Recorded data
+ + + + + + +

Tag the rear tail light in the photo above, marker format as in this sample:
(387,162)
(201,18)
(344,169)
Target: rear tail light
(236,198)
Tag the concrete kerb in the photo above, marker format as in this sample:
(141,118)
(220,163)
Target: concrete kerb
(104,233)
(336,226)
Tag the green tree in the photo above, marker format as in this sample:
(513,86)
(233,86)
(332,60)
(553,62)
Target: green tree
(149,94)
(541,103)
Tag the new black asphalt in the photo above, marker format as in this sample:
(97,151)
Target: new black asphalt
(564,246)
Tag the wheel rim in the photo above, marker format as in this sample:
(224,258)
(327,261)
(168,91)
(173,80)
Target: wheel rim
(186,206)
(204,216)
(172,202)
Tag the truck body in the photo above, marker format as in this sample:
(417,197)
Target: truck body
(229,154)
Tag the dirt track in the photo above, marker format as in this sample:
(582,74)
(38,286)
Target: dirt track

+ + + + + + +

TASK INSTRUCTIONS ::
The answer must be every line from the records above that contains "this".

ANSWER TO THE PROBLEM ::
Tag the rear tail light in the photo above, marker format as in this sample:
Tag the concrete kerb in the photo above, marker format as in this sample:
Tag the green tree in the photo above, marker format as in this sample:
Tag the new black asphalt in the photo above, marker format as in this sample:
Tag the wheel rim in the photo above, marker format as in this sample:
Tag the truck body in the photo above, marker format as in this sample:
Tag the dirt track in the photo above, marker format as in this sample:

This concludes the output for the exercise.